begin Exercise inputs
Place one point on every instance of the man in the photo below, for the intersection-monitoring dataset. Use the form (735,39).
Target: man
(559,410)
end Exercise inputs
begin Exercise inputs
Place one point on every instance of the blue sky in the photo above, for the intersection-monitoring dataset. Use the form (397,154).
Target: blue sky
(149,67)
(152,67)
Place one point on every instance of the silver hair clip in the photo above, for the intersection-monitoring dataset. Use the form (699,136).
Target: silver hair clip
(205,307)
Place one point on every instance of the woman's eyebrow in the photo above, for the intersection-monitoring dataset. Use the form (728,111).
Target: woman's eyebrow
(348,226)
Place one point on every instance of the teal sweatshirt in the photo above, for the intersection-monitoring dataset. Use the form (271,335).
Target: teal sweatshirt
end Exercise inputs
The request: Repeat the rows word for word, starting at the line containing "Place one point on every instance of the woman's" and ending at the line containing "Target: teal sweatshirt", with both of those lines included.

The solution:
Place one point on every instance of the woman's eyebrow in the photo above, for the intersection-monitoring dataset. Use the form (728,111).
Target: woman's eyebrow
(348,226)
Place one point on every instance of the teal sweatshirt in the photo above, for the intersection-monitoring dataset. Use the form (271,335).
Target: teal sweatshirt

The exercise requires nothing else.